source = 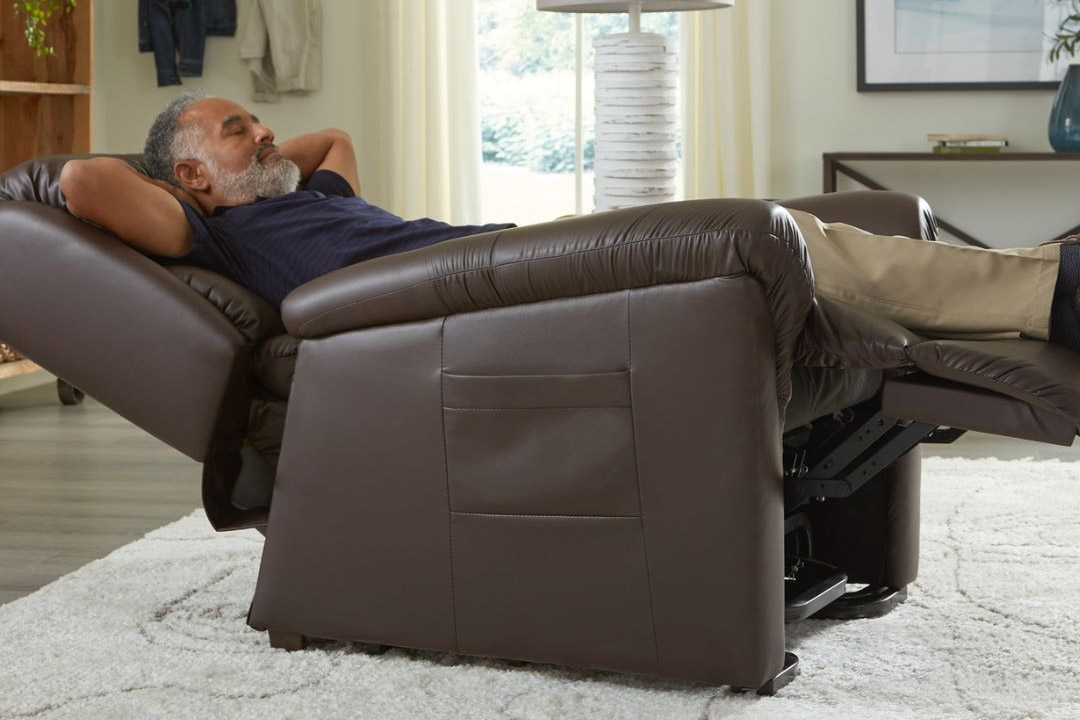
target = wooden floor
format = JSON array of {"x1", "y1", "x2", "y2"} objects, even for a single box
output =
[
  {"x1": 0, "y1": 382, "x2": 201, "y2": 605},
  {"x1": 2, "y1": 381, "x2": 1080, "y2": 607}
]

---

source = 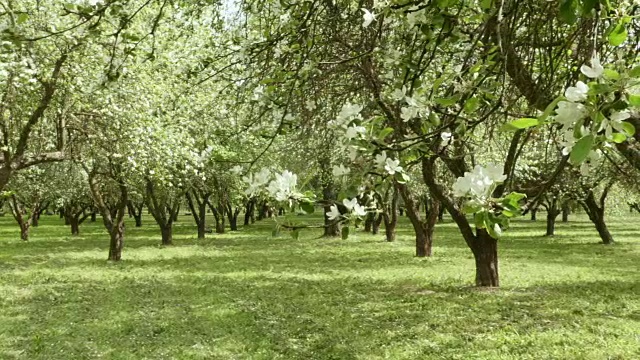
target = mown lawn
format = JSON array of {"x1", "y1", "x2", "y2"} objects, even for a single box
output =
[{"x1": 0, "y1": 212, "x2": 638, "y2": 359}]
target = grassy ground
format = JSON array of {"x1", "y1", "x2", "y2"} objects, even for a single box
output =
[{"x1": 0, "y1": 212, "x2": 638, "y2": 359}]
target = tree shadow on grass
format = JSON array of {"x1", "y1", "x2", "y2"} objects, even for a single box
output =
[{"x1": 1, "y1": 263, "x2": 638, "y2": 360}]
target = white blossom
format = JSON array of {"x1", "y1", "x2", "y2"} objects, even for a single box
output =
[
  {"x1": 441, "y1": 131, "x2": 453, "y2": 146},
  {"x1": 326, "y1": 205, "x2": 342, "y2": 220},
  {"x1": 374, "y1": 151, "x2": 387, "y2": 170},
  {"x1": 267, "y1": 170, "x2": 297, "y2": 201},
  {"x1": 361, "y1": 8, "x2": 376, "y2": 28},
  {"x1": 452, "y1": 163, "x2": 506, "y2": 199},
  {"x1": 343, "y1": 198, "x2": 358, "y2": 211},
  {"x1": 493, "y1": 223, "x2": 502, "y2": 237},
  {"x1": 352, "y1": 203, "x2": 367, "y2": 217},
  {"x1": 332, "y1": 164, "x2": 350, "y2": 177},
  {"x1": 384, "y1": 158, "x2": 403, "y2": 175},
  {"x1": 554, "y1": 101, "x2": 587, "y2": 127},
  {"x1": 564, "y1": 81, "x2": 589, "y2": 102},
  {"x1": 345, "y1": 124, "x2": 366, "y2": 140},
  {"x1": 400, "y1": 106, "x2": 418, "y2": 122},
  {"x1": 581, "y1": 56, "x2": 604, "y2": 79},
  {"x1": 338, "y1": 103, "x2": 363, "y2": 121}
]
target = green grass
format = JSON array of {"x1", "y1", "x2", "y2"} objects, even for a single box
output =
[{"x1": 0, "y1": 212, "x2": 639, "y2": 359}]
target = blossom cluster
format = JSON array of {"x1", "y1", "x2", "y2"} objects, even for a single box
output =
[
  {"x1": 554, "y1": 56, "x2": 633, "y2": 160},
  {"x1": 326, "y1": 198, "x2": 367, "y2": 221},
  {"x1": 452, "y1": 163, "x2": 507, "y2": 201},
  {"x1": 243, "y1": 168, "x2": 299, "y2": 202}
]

--

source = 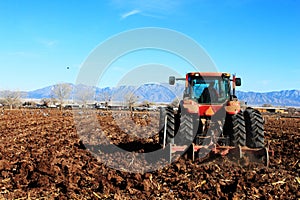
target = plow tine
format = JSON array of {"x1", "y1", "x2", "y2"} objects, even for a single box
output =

**TASK BRIEF**
Begin at the line that has "target = tree shadow on grass" in the entries above; stop after the line that has "target = green grass". Transcribe exactly those lines and no others.

**ANSWER SPACE**
target = tree shadow on grass
format = JSON array of {"x1", "y1", "x2", "y2"} objects, even for a single box
output =
[{"x1": 1, "y1": 263, "x2": 638, "y2": 360}]
target = white blossom
format = JSON array of {"x1", "y1", "x2", "y2"} objects, even for a single box
output =
[
  {"x1": 441, "y1": 131, "x2": 453, "y2": 146},
  {"x1": 326, "y1": 205, "x2": 342, "y2": 220},
  {"x1": 374, "y1": 151, "x2": 387, "y2": 170},
  {"x1": 267, "y1": 170, "x2": 297, "y2": 201},
  {"x1": 361, "y1": 8, "x2": 376, "y2": 28},
  {"x1": 452, "y1": 163, "x2": 506, "y2": 199},
  {"x1": 343, "y1": 198, "x2": 358, "y2": 211},
  {"x1": 493, "y1": 223, "x2": 502, "y2": 237},
  {"x1": 352, "y1": 203, "x2": 367, "y2": 217},
  {"x1": 332, "y1": 164, "x2": 350, "y2": 177},
  {"x1": 384, "y1": 158, "x2": 403, "y2": 175},
  {"x1": 554, "y1": 101, "x2": 587, "y2": 127},
  {"x1": 564, "y1": 81, "x2": 589, "y2": 102},
  {"x1": 345, "y1": 124, "x2": 366, "y2": 140},
  {"x1": 400, "y1": 106, "x2": 418, "y2": 122},
  {"x1": 581, "y1": 56, "x2": 604, "y2": 79},
  {"x1": 338, "y1": 103, "x2": 363, "y2": 121}
]
target = green grass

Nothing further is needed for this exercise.